ACHIEVING IMMORTALITY BY ENDING AGING
Friday, October 31, 2014
https://www.fightaging.org/archives/2014/10/achieving-immortality-by-ending-aging.php

Some people do seem to like to jump straight to talking about immortality as soon as the topic of extending human life comes up. Immortality here is meant in the sense of complete resistance to aging through medical technology capable of repairing the cellular and molecular damage that causes degenerative aging and all its symptoms and conditions. Near perfect repair is a long way out into the future - we'll get there by degrees, with prototype rejuvenation treatments that are steadily expanded and improved step by step over decades or centuries. Each new advance will allow us to live long enough to benefit from the next. We don't even have the prototypes yet, however, and most of the research community is not heading in the right direction to produce them. So there is a lot to be done yet in order to produce any meaningful benefits for those who are old and suffering, and that includes persuading the surprisingly large majority who think that aging and all the pain and death it causes should be left untouched:

The dream to live forever has captivated mankind since the beginning. We see this in religion, literature, art, and present day pop-culture in a myriad of ways. But all along, the possibility that we'd actually achieve such a thing never quite seemed real. Now science, through a variety of medical and technological advances the likes of which seem as far fetched as immortality itself, is close to turning that dream into a reality. This hour we talk with experts who are on the cutting edge of this research about the science and implications of ending aging.

• _USING THE INFORMATION_
1. According to the post on ending aging, how will near perfect repair of aging damage be reached?
2. Print the post on ending aging from "The dream to" to "of ending aging.".

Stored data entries
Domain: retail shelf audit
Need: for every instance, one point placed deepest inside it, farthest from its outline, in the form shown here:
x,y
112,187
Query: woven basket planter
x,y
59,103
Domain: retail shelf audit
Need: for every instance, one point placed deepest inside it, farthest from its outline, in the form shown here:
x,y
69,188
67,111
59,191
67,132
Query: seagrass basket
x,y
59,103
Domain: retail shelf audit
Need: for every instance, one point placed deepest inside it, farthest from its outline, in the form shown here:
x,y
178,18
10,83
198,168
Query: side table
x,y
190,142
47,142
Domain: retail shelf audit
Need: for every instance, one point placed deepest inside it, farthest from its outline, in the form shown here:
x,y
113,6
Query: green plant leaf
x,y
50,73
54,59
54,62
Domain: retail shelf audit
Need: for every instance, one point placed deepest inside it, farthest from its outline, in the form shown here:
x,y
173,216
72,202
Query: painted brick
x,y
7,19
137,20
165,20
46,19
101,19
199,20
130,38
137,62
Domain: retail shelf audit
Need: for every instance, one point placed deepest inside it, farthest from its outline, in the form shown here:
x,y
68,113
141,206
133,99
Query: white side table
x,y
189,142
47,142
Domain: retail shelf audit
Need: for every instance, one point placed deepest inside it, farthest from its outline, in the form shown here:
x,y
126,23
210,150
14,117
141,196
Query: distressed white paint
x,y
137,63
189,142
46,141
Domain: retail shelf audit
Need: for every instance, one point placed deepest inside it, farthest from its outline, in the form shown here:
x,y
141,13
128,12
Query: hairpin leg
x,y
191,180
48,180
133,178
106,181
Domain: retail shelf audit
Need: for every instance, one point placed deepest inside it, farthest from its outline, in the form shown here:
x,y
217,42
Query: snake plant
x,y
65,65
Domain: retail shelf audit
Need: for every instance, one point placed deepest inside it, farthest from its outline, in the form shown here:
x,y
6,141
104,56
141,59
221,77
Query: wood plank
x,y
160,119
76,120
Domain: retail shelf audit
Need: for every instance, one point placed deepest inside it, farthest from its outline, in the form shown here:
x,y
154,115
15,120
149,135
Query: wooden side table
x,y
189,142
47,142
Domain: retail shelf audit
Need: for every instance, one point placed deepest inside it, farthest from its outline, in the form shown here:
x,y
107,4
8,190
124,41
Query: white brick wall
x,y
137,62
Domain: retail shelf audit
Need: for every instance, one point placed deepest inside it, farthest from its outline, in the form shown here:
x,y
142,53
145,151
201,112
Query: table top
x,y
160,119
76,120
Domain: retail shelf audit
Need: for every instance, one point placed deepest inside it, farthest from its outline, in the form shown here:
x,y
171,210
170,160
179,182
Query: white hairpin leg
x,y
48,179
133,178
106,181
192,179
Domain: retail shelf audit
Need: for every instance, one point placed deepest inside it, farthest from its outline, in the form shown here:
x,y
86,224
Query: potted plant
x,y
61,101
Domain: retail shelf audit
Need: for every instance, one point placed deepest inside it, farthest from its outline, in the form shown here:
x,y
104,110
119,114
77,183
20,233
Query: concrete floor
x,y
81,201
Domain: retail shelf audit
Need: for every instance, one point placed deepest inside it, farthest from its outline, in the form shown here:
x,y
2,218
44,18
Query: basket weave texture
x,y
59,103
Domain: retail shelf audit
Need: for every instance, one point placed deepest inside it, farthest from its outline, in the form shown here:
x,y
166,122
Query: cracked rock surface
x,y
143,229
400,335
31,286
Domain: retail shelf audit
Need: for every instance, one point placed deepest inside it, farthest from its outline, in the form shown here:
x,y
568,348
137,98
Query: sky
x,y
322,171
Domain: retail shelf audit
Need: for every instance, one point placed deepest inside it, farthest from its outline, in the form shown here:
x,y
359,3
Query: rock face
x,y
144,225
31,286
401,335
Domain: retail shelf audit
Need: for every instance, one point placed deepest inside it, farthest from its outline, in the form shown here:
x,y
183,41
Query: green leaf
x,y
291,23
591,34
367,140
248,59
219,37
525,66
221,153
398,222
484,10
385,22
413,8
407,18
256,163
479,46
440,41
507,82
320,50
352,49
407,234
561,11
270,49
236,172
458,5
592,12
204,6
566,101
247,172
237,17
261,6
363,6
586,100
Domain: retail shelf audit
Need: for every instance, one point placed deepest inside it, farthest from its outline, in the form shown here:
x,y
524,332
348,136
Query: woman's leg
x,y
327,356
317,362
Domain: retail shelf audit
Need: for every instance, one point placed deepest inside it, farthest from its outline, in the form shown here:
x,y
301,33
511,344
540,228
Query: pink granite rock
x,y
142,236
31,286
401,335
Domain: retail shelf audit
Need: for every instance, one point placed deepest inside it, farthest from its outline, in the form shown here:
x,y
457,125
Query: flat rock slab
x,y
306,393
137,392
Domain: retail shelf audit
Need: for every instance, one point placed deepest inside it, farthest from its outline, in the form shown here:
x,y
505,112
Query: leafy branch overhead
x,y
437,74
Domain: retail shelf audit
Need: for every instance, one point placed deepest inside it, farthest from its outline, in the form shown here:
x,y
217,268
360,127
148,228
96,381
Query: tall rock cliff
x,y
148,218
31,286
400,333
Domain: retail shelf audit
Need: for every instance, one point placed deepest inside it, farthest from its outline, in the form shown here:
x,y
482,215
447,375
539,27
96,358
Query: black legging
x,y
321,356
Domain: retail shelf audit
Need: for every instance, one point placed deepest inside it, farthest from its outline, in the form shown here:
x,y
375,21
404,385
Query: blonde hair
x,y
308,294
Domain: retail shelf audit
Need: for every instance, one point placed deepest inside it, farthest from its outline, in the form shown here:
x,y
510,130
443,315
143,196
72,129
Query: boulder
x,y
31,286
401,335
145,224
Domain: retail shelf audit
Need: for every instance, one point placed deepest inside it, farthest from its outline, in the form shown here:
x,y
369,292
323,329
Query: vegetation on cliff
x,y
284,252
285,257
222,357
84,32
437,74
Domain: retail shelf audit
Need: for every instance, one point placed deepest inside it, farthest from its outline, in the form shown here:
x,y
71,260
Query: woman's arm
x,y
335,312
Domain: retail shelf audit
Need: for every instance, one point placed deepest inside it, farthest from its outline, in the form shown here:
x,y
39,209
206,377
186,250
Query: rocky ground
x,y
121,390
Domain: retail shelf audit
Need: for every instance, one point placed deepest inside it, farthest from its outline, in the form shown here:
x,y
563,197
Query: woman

• _ANSWERS TO THE PROBLEMS_
1. By degrees, with prototype rejuvenation treatments that are steadily expanded and improved step by step over decades or centuries.

2.
The dream to live forever has captivated mankind since the beginning. We see this in religion, literature, art, and present day pop-culture in a myriad of ways. But all along, the possibility that we'd actually achieve such a thing never quite seemed real. Now science, through a variety of medical and technological advances the likes of which seem as far fetched as immortality itself, is close to turning that dream into a reality. This hour we talk with experts who are on the cutting edge of this research about the science and implications of ending aging.